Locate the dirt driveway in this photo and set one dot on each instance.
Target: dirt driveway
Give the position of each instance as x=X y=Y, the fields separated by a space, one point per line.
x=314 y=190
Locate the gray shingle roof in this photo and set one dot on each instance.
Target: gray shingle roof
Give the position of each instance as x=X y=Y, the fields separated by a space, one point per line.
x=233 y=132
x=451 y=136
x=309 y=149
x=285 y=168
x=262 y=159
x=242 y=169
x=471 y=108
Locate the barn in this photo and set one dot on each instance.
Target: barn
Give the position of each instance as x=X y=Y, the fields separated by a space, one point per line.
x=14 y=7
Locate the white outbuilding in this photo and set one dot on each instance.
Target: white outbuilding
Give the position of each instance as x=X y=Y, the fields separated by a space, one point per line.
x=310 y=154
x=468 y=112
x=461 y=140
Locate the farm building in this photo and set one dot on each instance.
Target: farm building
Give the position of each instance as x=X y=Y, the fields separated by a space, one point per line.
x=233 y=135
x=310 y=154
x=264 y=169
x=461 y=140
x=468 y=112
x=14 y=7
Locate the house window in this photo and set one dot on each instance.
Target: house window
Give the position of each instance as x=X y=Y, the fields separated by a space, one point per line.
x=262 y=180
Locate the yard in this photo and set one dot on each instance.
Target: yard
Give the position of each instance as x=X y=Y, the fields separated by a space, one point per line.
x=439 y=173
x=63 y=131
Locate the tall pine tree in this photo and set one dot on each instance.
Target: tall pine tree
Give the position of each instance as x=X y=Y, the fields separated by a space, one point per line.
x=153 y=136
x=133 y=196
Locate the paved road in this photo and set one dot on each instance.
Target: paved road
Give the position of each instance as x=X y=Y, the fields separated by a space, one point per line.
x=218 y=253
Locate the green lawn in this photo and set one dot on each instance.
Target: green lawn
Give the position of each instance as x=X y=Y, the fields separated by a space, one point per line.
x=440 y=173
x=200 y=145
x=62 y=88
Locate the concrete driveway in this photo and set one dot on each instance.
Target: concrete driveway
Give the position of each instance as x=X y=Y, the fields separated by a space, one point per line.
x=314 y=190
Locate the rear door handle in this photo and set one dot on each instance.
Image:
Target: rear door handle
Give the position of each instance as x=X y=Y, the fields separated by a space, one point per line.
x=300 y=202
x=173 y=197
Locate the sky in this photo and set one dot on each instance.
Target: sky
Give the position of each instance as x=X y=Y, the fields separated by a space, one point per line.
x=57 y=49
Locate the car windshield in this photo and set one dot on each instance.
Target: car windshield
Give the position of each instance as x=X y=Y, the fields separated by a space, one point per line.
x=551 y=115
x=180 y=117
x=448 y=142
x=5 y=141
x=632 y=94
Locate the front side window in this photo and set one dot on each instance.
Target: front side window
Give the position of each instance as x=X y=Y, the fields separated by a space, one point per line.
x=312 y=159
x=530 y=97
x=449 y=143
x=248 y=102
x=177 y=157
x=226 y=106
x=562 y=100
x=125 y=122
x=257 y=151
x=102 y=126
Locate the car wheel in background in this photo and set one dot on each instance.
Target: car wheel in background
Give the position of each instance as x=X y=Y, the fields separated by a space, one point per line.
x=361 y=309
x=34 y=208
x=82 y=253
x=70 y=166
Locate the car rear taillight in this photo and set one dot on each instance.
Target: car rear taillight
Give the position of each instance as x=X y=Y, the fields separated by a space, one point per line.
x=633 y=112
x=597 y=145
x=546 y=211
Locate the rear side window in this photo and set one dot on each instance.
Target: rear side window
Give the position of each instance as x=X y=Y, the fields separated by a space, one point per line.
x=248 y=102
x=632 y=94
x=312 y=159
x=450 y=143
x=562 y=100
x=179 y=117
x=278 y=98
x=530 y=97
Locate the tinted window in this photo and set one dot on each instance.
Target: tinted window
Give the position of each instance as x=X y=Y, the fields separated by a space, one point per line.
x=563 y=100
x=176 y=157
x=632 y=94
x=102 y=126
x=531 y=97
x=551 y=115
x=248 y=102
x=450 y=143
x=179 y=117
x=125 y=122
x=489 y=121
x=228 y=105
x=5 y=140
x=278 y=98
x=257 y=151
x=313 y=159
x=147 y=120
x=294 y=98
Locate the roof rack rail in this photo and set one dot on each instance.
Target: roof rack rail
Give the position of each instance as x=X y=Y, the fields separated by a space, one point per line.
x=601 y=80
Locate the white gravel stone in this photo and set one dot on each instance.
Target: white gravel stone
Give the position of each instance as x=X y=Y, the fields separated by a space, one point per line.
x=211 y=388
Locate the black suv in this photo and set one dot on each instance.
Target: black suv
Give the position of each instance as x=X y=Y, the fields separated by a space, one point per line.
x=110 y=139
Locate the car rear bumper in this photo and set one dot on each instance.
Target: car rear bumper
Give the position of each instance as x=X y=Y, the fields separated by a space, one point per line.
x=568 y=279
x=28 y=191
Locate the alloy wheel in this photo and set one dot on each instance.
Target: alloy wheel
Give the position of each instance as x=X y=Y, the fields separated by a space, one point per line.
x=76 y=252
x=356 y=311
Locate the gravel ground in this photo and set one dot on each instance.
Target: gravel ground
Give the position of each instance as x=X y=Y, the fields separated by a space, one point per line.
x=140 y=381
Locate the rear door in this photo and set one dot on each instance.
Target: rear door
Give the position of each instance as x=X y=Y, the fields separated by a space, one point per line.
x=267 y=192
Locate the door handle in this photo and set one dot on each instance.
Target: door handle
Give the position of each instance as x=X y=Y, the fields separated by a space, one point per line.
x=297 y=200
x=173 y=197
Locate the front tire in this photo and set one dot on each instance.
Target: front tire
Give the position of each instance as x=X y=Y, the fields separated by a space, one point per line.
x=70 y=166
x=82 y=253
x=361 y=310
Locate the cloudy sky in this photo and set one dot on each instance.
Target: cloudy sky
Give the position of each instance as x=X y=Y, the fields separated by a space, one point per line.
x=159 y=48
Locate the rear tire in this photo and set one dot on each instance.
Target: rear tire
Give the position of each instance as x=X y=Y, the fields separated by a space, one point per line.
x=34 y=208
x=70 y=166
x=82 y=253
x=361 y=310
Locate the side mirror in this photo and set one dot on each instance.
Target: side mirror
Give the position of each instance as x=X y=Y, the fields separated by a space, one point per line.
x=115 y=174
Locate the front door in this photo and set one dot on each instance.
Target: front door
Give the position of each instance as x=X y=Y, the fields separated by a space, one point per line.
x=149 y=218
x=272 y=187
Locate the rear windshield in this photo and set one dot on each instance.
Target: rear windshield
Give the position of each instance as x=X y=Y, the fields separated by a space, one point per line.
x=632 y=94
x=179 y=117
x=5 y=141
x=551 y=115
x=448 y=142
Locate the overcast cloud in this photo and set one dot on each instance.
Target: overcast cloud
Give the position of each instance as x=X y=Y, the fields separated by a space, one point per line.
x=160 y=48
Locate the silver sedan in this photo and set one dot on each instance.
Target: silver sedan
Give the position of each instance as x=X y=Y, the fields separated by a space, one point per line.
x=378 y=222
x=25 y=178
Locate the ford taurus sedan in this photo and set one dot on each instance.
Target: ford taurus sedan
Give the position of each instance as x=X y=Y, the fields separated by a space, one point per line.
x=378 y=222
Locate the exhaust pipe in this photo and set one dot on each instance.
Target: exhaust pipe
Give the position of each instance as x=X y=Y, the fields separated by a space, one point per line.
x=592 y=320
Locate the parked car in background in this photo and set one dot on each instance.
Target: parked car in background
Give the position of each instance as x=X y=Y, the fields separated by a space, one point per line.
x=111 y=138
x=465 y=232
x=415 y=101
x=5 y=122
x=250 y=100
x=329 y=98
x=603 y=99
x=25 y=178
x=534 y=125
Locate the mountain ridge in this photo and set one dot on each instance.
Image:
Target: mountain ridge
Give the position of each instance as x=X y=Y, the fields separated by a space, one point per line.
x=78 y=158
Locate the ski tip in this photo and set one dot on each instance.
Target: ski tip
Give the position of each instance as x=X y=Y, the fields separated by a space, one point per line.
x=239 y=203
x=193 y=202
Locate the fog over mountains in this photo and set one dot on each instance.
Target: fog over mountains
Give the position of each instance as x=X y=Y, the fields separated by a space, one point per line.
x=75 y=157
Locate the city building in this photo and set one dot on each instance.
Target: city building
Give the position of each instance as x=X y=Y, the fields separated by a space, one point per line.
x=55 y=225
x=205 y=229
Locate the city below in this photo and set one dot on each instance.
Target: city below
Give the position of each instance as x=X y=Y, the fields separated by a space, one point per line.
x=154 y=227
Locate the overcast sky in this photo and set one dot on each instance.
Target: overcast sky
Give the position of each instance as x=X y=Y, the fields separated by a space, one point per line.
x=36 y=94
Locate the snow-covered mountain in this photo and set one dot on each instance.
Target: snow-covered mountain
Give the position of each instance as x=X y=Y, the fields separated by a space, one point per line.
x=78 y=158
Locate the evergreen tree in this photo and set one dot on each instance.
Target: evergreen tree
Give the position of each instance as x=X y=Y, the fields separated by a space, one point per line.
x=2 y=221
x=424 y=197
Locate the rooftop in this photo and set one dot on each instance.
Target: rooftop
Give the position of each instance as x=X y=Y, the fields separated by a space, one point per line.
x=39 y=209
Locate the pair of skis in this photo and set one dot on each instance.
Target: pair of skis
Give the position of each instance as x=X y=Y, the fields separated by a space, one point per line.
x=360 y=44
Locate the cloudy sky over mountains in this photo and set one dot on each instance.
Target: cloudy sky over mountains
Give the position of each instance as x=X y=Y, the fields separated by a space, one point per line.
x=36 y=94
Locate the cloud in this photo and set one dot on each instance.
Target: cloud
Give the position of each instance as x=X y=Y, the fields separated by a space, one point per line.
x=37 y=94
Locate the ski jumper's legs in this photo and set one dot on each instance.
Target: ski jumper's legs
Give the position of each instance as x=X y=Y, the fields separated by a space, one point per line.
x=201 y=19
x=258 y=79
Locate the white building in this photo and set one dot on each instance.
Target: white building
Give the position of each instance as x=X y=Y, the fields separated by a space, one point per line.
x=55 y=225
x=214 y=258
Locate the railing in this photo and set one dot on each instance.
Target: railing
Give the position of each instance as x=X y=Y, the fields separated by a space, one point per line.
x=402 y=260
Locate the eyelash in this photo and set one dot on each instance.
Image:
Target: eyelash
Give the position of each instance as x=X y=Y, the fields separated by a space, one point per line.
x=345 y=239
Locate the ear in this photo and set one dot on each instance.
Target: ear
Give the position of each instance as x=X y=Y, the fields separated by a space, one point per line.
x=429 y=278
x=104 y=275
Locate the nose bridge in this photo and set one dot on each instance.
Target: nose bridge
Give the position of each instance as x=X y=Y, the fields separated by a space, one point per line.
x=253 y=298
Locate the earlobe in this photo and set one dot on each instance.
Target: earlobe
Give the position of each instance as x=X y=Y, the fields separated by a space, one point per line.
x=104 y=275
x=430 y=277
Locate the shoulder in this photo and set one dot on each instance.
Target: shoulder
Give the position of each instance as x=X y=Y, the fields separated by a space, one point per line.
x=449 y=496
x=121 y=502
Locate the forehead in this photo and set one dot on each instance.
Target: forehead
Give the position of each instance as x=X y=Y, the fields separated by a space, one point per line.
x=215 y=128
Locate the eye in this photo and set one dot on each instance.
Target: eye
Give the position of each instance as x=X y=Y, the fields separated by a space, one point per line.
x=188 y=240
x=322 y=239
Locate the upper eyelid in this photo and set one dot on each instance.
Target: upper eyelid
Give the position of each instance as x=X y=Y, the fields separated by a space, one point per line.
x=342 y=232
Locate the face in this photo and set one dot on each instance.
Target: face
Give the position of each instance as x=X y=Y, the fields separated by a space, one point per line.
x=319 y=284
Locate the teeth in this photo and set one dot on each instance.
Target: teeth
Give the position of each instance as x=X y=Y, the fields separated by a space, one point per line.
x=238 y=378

*EXERCISE:* Starting at the line that has "Target: evergreen tree" and ending at the line that has "Target: rooftop", please write out the lines above exactly, leaving out all others.

*REPLY:*
Target: evergreen tree
Give the position of each instance as x=X y=Y, the fields separated by a space, one point per line.
x=2 y=221
x=424 y=197
Locate the rooftop in this photo and set one dot on each instance.
Target: rooftop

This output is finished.